Return, unchanged, the lines of the records that begin at the line containing "mud and record integer pixel coordinates." and continue through the end of the records, and return nothing else.

------------

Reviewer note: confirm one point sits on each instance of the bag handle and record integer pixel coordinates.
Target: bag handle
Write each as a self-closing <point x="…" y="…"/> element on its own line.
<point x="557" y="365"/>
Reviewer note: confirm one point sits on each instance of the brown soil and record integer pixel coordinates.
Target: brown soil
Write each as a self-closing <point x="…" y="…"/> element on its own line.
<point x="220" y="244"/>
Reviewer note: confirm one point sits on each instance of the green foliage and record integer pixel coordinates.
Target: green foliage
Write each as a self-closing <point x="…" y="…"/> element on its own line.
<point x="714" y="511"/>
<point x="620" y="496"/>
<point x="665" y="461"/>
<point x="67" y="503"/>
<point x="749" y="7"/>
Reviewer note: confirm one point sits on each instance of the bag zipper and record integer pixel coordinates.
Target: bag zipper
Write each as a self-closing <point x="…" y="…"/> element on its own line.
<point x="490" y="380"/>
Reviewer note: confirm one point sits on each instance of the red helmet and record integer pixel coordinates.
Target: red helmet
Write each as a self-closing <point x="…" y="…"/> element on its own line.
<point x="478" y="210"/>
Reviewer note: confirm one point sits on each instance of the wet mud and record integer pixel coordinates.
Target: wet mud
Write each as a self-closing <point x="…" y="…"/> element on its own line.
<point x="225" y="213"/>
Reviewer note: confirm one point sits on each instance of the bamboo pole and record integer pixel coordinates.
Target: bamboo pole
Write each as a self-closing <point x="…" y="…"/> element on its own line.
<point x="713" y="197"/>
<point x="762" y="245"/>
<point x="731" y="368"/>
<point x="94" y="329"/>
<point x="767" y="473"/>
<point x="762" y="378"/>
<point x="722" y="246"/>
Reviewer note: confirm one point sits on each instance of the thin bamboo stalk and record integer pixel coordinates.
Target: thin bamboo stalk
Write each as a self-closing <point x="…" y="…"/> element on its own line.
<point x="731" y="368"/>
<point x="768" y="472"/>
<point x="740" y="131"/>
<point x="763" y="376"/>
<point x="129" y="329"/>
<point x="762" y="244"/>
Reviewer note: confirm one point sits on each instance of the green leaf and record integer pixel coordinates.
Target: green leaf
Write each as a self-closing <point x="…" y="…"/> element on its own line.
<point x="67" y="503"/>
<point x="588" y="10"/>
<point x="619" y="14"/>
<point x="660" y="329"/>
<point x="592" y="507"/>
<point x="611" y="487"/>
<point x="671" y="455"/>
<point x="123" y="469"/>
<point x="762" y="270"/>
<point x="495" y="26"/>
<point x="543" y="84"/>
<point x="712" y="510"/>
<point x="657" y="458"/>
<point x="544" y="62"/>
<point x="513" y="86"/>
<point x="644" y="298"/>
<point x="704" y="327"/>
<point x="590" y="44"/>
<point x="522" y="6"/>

------------

• **Full solution**
Reviewer note: confirm one point sits on each instance of the wet mud and record integer pixel coordinates.
Target: wet mud
Write each as a self-closing <point x="…" y="…"/> element on its own line.
<point x="225" y="213"/>
Reviewer note: confirm one point sits on each instance of the bamboo pole and record integer pixel coordinates.
Target: bamboo pole
Write each as a self-closing <point x="…" y="…"/> element on its own line.
<point x="713" y="197"/>
<point x="762" y="245"/>
<point x="731" y="368"/>
<point x="94" y="329"/>
<point x="767" y="473"/>
<point x="762" y="378"/>
<point x="722" y="246"/>
Reviewer note: confirm one point sits on each instance of the thin bamboo stalk and record integer pixel coordinates.
Target: thin bamboo stalk
Write each as a self-closing <point x="…" y="…"/> element on its own line.
<point x="731" y="368"/>
<point x="768" y="472"/>
<point x="740" y="131"/>
<point x="763" y="376"/>
<point x="129" y="329"/>
<point x="762" y="244"/>
Reviewer note: confirm one point sits on each instance of the green leaf and record integer pixel coordinates.
Target: green leaf
Write each as a self-closing <point x="…" y="…"/> element on its own line.
<point x="67" y="503"/>
<point x="588" y="10"/>
<point x="619" y="14"/>
<point x="660" y="329"/>
<point x="592" y="507"/>
<point x="611" y="487"/>
<point x="671" y="455"/>
<point x="123" y="469"/>
<point x="762" y="270"/>
<point x="495" y="26"/>
<point x="543" y="84"/>
<point x="712" y="510"/>
<point x="657" y="458"/>
<point x="544" y="62"/>
<point x="513" y="86"/>
<point x="644" y="298"/>
<point x="704" y="327"/>
<point x="590" y="44"/>
<point x="522" y="6"/>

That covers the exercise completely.